::: Data under study :::

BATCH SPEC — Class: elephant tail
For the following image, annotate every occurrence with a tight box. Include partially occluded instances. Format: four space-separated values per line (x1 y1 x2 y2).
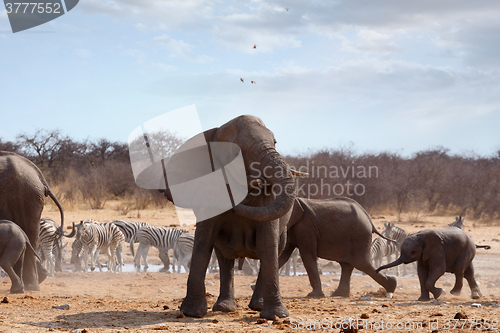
45 187 66 237
372 227 397 243
476 245 491 250
20 228 42 262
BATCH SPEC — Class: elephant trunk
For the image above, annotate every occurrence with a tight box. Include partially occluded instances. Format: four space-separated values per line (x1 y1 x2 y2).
233 149 296 222
376 257 405 273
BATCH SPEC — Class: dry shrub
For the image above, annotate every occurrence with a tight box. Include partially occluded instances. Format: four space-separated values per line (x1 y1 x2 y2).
79 167 108 209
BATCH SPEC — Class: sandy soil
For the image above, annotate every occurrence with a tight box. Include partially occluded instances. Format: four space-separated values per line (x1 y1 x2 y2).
0 204 499 332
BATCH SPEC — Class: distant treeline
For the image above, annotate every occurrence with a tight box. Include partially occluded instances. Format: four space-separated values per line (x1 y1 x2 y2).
1 129 499 220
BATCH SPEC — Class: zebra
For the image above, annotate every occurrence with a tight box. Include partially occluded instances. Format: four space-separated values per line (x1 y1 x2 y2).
110 220 150 253
381 222 409 275
38 217 67 276
173 232 194 273
131 226 187 271
449 216 465 229
76 220 124 272
371 236 399 274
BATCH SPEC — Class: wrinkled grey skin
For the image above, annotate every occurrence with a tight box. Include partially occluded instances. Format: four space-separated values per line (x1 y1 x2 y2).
254 197 397 301
0 220 48 293
377 227 487 301
160 116 296 319
0 152 67 291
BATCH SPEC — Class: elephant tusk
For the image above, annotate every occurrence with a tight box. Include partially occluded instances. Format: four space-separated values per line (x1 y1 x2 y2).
290 168 309 178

:::

### Task goal
Exactly as written, reproduce the lines from the beginning of the material through the line with "BATCH SPEC — Class: distant treeline", and skip any picture.

### Response
BATCH SPEC — Class: elephant tail
For the following image, annotate every occurrence with a tight box. Include partially occluded instances. Format: four space-separated values per line (x1 y1 x2 y2).
45 187 66 237
372 227 397 243
476 245 491 250
20 228 42 262
BATCH SPEC — Class: elephant trunk
For the image above, annotate every occurrence with a tight box. Include partially occluded instances. Format: four space-separated values per line (x1 y1 x2 y2).
233 149 296 222
376 257 405 273
BATCH SPEC — Class: dry shrub
For the image above, annotate every occurrence with a tight box. Include partially occluded instances. Format: four space-separated values per line (x1 y1 x2 y2).
79 167 108 209
BATCH SPEC — Class: sandy soil
For the image above, annotate every occurrence with a tight box. Include partially occluded instances. Format: four space-separated values per line (x1 y1 x2 y2).
0 204 499 332
BATCH SPEC — Class: distant treeline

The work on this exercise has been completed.